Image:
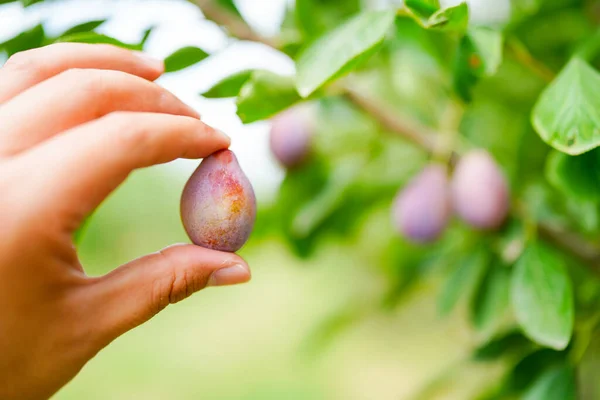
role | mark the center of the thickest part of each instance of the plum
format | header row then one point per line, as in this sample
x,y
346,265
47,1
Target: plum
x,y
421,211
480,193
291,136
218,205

_____

* Objective
Output every entry above verbatim, line for line, without the pictures.

* Complete output
Image:
role | mark the center of the thickest part of each instance of the plum
format | header row then one point per line, as in this sample
x,y
346,265
47,1
Target: plum
x,y
421,211
480,193
291,136
218,205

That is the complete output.